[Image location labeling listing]
========

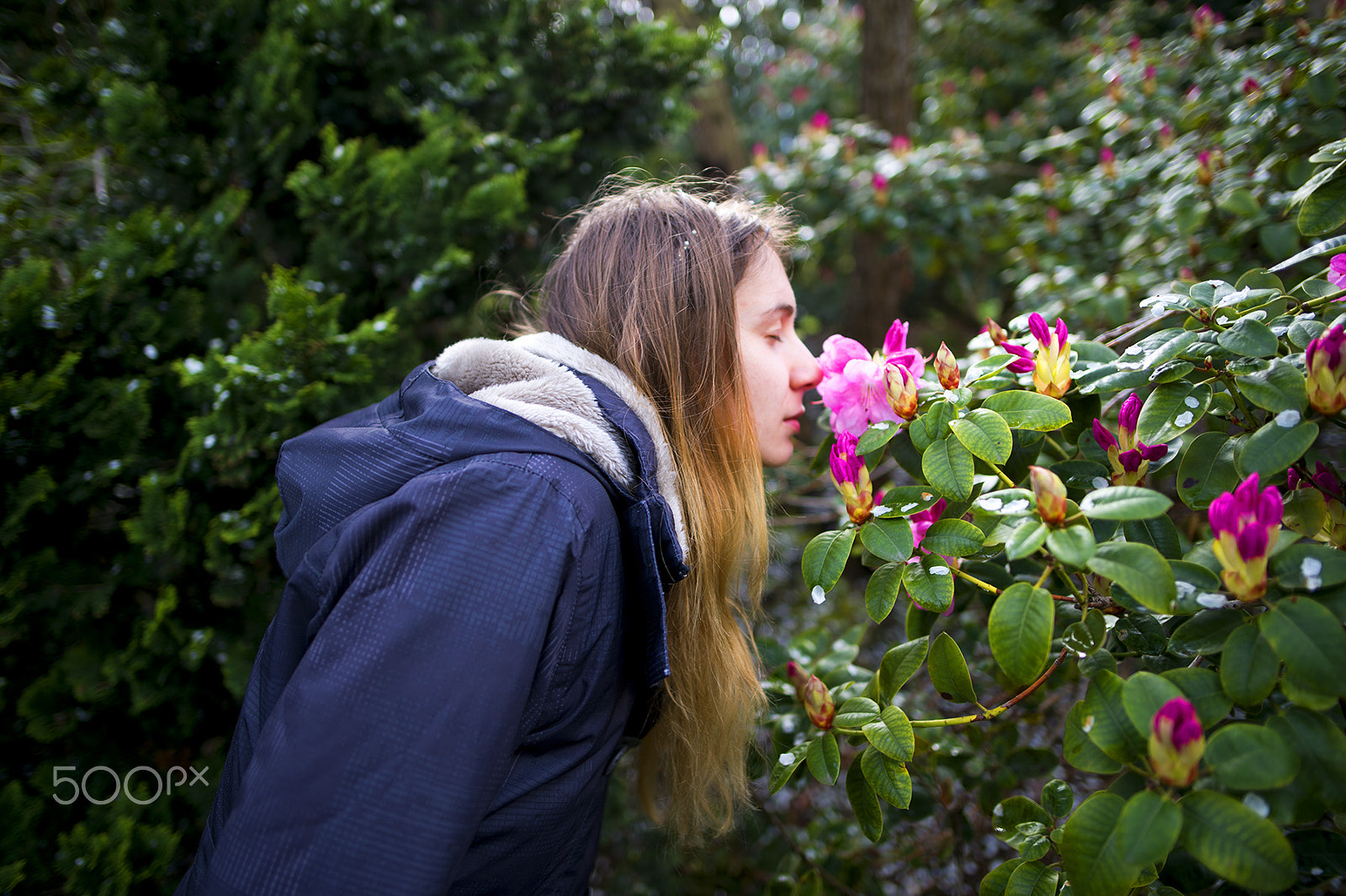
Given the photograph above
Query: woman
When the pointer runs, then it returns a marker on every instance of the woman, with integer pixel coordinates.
(529, 554)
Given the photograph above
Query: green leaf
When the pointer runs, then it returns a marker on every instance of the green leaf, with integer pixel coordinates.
(1278, 388)
(1236, 842)
(1206, 631)
(1206, 469)
(929, 583)
(824, 758)
(1307, 567)
(784, 767)
(1143, 694)
(952, 538)
(1147, 829)
(1033, 879)
(1107, 721)
(825, 556)
(904, 501)
(1325, 210)
(892, 734)
(1141, 570)
(877, 436)
(1310, 640)
(899, 665)
(1029, 411)
(1274, 448)
(888, 778)
(1248, 667)
(888, 538)
(1159, 533)
(865, 802)
(1078, 747)
(1245, 756)
(984, 433)
(1124, 502)
(949, 671)
(1251, 338)
(856, 712)
(1073, 545)
(1202, 687)
(1020, 631)
(1170, 411)
(1026, 538)
(881, 594)
(948, 467)
(1090, 853)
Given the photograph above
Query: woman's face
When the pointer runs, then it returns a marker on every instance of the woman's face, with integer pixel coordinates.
(777, 366)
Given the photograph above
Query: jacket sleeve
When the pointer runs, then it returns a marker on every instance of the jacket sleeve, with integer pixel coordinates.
(397, 727)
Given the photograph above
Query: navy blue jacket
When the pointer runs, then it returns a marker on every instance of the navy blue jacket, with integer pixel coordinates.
(473, 626)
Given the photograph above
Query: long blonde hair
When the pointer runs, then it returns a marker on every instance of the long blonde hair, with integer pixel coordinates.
(648, 282)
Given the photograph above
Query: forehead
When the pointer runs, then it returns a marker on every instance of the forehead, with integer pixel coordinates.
(765, 289)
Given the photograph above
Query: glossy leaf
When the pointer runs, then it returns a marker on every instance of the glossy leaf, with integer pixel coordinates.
(1236, 842)
(888, 538)
(952, 538)
(899, 665)
(1020, 631)
(824, 758)
(865, 802)
(948, 467)
(1029, 411)
(1141, 570)
(1073, 545)
(882, 591)
(930, 584)
(1248, 667)
(949, 671)
(1206, 469)
(888, 777)
(892, 734)
(1090, 853)
(984, 433)
(1310, 640)
(1170, 411)
(1124, 502)
(1245, 756)
(825, 557)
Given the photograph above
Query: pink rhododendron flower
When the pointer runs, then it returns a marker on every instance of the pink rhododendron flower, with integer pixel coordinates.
(1245, 522)
(1337, 271)
(854, 382)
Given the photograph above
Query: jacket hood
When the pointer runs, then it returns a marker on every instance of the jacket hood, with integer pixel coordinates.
(538, 393)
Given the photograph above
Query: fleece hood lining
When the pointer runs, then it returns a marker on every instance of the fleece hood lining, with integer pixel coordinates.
(527, 379)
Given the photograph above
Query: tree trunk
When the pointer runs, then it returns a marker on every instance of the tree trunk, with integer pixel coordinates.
(882, 269)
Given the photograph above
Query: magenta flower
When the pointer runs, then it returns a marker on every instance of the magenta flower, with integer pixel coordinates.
(1245, 522)
(1052, 368)
(1130, 458)
(1325, 359)
(1337, 271)
(1177, 743)
(854, 385)
(851, 478)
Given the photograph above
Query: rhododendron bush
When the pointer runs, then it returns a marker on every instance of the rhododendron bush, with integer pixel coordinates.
(1155, 512)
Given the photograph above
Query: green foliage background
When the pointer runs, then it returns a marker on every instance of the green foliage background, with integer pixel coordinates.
(222, 224)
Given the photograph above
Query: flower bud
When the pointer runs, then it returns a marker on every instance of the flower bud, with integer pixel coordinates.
(902, 390)
(1326, 362)
(1245, 522)
(818, 702)
(1177, 743)
(946, 368)
(851, 478)
(1052, 496)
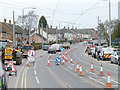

========

▶ **Short exercise**:
Pick out every line of the listing above that contains the word "face", matching case exactly.

▶ **Expected answer**:
Query: woman's face
When the pointer runs, then it returns a marker on every instance of the woman's face, with integer pixel coordinates.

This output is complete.